(What you need to do)
Retyping each entry exactly is the whole task.

(Data for the task)

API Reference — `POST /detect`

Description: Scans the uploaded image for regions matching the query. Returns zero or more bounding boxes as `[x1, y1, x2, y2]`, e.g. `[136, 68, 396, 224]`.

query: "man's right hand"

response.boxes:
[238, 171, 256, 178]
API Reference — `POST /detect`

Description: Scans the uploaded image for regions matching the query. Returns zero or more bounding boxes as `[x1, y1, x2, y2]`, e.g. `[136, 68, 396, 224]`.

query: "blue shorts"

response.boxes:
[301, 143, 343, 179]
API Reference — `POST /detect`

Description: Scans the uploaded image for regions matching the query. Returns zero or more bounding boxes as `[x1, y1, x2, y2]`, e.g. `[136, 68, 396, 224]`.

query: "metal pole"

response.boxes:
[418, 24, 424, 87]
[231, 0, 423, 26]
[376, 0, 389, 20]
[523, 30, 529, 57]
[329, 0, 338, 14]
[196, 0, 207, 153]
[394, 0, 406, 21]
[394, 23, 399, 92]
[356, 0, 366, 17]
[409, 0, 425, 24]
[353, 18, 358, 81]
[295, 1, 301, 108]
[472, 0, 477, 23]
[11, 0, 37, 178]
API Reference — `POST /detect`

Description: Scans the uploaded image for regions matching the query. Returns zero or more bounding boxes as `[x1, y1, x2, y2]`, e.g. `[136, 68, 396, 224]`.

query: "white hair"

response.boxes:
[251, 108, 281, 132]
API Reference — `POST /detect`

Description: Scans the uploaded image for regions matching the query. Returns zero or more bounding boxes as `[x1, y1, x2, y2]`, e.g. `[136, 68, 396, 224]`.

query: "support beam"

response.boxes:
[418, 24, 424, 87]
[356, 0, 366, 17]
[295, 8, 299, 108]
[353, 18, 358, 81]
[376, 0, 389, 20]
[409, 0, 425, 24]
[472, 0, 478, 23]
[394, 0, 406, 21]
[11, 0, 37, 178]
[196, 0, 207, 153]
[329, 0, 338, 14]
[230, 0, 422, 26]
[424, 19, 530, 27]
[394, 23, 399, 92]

(Output)
API Reference — `POST /detect`

Description: Scans the uploaded image for regions matching the query. Returns zero or more bounding boxes as `[x1, y1, x2, y2]`, e.g. `[136, 68, 396, 224]`.

query: "man's right hand"

response.boxes:
[238, 171, 256, 178]
API Reference — `POST /detect`

Description: Scans the uploaded image for regions matching the query. Returns zero or more bounding boxes as `[x1, y1, x2, y2]`, e.g. `[136, 68, 396, 224]`.

query: "blue shorts"

response.boxes:
[301, 143, 343, 179]
API Reference — `POST /detect`

Description: Scans the uploaded image for regions matching the query. Returns zero or more bounding boxes as `[x1, y1, x2, y2]`, e.g. `[136, 68, 396, 224]`.

query: "metal pole"

response.boxes:
[418, 24, 424, 87]
[231, 0, 423, 26]
[376, 0, 389, 20]
[523, 30, 529, 57]
[329, 0, 338, 14]
[196, 0, 207, 153]
[394, 0, 406, 21]
[394, 23, 399, 92]
[356, 0, 366, 17]
[409, 0, 425, 24]
[353, 18, 358, 81]
[295, 1, 301, 108]
[472, 0, 477, 23]
[11, 0, 37, 178]
API Reference — `POST /detect`

Description: Scans the uploaded image for regions matching the query. Returns zero or more bounding boxes as `[x1, y1, x2, y2]`, e.g. `[136, 68, 396, 224]`.

query: "white hair"

response.boxes:
[251, 108, 281, 132]
API Reference — `POST /detect`

Description: Scans the uploaded image for regions matching the query. Returns zero or more bounding boxes as `[x1, y1, x2, y2]`, e.g. `[136, 68, 396, 224]`.

query: "support beam"

response.boxes:
[418, 24, 424, 87]
[356, 0, 366, 17]
[295, 8, 299, 108]
[353, 18, 358, 81]
[376, 0, 389, 20]
[409, 0, 425, 24]
[472, 0, 478, 23]
[394, 0, 406, 21]
[11, 0, 37, 178]
[196, 0, 207, 153]
[329, 0, 338, 14]
[230, 0, 422, 26]
[424, 19, 530, 27]
[394, 23, 399, 92]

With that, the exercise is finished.